# TAREFAS DO EXERCÍCIO
(a) Responda a estas perguntas com base no texto sobre a hospitalização domiciliária:
(i) Segundo Delfim Rodrigues, em que áreas é preciso apostar?
(ii) Que dois hospitais têm projetos para tratamentos endovenosos de crianças no domicílio?
(iii) Que terapêutica já se faz no domicílio no Hospital Senhora da Oliveira, em Guimarães, e a quem se destina?
(b) Extraia do texto sobre a hospitalização domiciliária o trecho que começa em "O Centro Hospitalar e" e segue até "doenças de sobrecarga.", inclusive, sem lhe alterar nada.

Desafiado pelo JN a olhar para o futuro da hospitalização domiciliária, Delfim Rodrigues acredita que é preciso "apostar em áreas que fazem a diferença na vida das pessoas". Uma delas passa por levar a casa tratamentos realizados em hospital de dia. E já há alguns exemplos no terreno.
O Centro Hospitalar e Universitário de Coimbra e o Hospital D. Estefânia, em Lisboa, têm projetos para tratamentos endovenosos de crianças no domicílio. O Centro Hospitalar do Médio Tejo, além de já estar a internar crianças em casa, também faz consultas e alguns tratamentos a doentes crónicos da Pediatria (ler página ao lado). E no Hospital Senhora da Oliveira, em Guimarães, também já se faz terapêutica de substituição enzimática domiciliária a quem tem doenças de sobrecarga.

# DADOS GUARDADOS

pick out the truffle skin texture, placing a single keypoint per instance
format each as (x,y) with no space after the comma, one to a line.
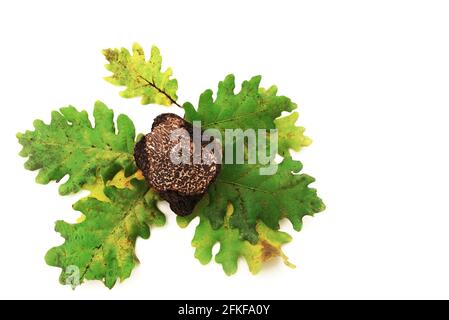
(183,184)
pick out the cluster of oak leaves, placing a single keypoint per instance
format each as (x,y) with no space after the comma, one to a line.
(241,210)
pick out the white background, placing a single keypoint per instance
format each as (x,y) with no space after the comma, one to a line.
(371,79)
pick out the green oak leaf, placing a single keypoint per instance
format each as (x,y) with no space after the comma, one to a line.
(140,77)
(289,135)
(232,247)
(251,108)
(70,145)
(268,198)
(102,246)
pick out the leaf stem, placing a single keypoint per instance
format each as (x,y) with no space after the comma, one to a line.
(151,84)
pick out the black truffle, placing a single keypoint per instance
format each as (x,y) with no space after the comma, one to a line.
(183,184)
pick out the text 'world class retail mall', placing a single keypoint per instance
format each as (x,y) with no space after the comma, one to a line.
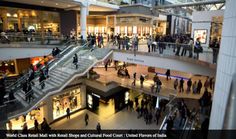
(117,68)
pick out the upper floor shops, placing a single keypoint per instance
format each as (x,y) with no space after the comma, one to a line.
(56,21)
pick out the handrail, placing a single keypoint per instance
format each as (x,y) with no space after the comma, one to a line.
(31,91)
(49,63)
(25,75)
(229,118)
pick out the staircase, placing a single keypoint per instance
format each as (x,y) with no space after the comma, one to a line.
(60,75)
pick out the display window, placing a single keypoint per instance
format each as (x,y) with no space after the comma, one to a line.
(17,19)
(7,67)
(17,123)
(70,99)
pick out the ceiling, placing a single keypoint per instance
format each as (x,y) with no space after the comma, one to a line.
(62,4)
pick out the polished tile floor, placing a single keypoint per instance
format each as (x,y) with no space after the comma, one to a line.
(121,120)
(167,86)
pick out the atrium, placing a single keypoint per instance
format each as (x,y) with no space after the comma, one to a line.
(117,68)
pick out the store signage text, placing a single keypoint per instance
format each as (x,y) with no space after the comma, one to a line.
(135,60)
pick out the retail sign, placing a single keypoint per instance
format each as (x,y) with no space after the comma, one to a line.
(135,60)
(96,95)
(201,34)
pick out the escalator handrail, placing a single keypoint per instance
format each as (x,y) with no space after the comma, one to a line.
(30,92)
(27,73)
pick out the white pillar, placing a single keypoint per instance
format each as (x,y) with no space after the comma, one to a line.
(83,21)
(226,66)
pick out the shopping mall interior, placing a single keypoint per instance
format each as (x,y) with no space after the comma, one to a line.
(158,65)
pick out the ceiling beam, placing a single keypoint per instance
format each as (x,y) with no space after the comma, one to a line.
(190,4)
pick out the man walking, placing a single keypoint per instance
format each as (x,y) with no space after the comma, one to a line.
(86,118)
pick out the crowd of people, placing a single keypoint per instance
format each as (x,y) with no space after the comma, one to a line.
(194,87)
(146,109)
(161,42)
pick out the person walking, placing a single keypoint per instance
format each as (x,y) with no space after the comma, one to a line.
(191,47)
(106,65)
(194,87)
(211,81)
(207,83)
(199,87)
(41,79)
(181,85)
(134,81)
(189,84)
(149,43)
(141,80)
(197,48)
(168,74)
(36,125)
(86,118)
(75,61)
(159,83)
(68,113)
(176,82)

# LISTA DE SOLUÇÕES
(a)
(i) Em áreas que fazem a diferença na vida das pessoas.
(ii) O Centro Hospitalar e Universitário de Coimbra e o Hospital D. Estefânia, em Lisboa.
(iii) A terapêutica de substituição enzimática, destinada a quem tem doenças de sobrecarga.

(b)
O Centro Hospitalar e Universitário de Coimbra e o Hospital D. Estefânia, em Lisboa, têm projetos para tratamentos endovenosos de crianças no domicílio. O Centro Hospitalar do Médio Tejo, além de já estar a internar crianças em casa, também faz consultas e alguns tratamentos a doentes crónicos da Pediatria (ler página ao lado). E no Hospital Senhora da Oliveira, em Guimarães, também já se faz terapêutica de substituição enzimática domiciliária a quem tem doenças de sobrecarga.